(begin)
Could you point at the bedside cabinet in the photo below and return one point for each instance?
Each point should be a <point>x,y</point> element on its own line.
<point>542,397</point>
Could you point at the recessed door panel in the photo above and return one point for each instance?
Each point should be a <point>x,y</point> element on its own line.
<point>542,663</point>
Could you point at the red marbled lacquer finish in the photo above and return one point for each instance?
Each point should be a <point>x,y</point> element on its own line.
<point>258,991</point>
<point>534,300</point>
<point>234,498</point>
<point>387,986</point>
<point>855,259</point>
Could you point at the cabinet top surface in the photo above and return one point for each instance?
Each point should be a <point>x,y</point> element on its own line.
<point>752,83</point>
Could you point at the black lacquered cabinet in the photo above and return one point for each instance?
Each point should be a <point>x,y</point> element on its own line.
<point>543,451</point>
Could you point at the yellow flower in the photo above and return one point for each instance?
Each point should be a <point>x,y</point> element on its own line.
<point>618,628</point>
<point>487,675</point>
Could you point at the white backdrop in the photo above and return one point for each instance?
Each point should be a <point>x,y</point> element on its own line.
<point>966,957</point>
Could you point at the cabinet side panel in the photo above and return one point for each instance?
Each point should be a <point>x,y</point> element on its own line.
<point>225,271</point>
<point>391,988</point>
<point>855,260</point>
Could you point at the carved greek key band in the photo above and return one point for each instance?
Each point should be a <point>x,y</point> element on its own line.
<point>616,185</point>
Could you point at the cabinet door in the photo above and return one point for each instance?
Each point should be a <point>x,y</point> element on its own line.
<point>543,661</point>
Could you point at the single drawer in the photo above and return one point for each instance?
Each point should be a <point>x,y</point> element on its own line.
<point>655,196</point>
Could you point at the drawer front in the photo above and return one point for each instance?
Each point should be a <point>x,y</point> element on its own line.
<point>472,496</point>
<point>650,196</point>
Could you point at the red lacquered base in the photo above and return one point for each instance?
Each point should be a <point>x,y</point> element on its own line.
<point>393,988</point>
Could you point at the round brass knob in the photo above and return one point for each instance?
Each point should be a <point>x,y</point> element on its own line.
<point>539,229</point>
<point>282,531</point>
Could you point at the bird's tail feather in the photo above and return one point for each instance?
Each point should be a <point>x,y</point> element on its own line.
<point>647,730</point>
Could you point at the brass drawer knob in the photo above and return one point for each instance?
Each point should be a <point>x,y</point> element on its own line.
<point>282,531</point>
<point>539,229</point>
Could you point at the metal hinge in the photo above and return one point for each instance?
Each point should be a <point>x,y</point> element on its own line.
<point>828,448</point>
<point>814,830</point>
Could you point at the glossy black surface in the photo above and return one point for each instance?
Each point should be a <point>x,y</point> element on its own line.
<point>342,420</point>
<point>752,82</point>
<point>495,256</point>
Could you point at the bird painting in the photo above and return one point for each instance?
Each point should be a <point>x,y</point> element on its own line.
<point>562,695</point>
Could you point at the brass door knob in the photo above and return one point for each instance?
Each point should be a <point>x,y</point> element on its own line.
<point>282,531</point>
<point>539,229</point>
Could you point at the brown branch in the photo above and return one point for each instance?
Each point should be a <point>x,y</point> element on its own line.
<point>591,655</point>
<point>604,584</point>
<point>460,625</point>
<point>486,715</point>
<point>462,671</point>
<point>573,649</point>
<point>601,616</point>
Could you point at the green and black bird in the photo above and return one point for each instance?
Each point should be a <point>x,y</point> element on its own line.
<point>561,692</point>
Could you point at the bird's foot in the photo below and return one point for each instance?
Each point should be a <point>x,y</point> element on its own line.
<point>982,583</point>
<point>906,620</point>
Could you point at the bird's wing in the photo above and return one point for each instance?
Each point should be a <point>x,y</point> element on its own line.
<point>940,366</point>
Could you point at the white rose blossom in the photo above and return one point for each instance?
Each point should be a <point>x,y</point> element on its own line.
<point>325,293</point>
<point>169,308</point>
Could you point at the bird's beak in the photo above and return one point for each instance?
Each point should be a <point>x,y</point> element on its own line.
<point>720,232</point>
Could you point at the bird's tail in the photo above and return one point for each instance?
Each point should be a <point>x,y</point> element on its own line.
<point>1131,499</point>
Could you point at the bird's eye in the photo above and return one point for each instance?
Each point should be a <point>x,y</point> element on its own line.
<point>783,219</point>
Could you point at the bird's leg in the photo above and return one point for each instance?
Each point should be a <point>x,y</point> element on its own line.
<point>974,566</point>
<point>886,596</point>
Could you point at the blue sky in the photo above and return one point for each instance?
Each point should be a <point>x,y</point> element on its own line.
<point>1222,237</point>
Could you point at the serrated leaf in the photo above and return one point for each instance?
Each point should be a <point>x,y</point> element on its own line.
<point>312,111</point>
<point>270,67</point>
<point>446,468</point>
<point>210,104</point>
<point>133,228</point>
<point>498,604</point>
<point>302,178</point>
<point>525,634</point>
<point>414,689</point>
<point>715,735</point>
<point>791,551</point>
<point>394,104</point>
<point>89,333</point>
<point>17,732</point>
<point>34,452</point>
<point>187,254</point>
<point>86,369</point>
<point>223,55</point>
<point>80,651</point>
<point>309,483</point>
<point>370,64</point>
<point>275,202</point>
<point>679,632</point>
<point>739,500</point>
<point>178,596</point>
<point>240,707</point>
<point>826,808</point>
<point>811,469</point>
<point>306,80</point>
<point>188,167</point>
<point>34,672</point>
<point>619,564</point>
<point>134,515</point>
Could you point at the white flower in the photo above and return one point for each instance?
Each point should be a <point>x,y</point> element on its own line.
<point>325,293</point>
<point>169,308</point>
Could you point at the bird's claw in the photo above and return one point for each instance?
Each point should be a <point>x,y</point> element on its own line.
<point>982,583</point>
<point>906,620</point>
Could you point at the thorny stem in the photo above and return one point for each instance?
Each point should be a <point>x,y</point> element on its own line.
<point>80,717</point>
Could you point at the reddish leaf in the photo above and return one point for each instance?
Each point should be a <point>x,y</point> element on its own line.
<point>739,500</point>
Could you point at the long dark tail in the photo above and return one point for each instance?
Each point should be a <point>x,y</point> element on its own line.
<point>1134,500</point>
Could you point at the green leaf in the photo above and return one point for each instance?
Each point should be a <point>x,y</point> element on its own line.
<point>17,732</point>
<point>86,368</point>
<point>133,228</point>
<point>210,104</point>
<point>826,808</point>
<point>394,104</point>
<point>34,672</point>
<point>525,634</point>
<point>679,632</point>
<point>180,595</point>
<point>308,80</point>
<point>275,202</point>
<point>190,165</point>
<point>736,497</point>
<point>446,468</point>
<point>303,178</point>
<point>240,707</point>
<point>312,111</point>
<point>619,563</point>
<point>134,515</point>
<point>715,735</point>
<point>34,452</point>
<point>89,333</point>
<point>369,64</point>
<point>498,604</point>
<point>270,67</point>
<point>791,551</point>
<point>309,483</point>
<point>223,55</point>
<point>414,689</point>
(end)
Short problem ::
Reproduce the records word for word from their first line through the line containing "<point>487,675</point>", including both of those lines.

Exercise solution ::
Could you point at the bedside cabinet in the photo below and return one point for each instance?
Each point should be a <point>x,y</point> element on its own line.
<point>542,397</point>
Could you point at the recessed door panel in the photo above and return one point for each instance?
Each point should be a <point>x,y</point> element on its own line.
<point>542,663</point>
Could you point at the red marbled lacquer finish in the photo above and return one point for each instance?
Each point should be a <point>x,y</point> element on its own line.
<point>258,991</point>
<point>534,300</point>
<point>234,498</point>
<point>387,986</point>
<point>855,259</point>
Could you point at the cabinet top surface in the photo above and return one point for each instance?
Each point should be a <point>x,y</point> element on its own line.
<point>752,83</point>
Could you point at the black lacquered cabinet in the photo above and return one point for each instance?
Each point should be a <point>x,y</point> element on its own line.
<point>543,451</point>
Could you point at the yellow flower in the photo above and return one point for each instance?
Each point should be a <point>x,y</point> element on its own line.
<point>618,628</point>
<point>487,675</point>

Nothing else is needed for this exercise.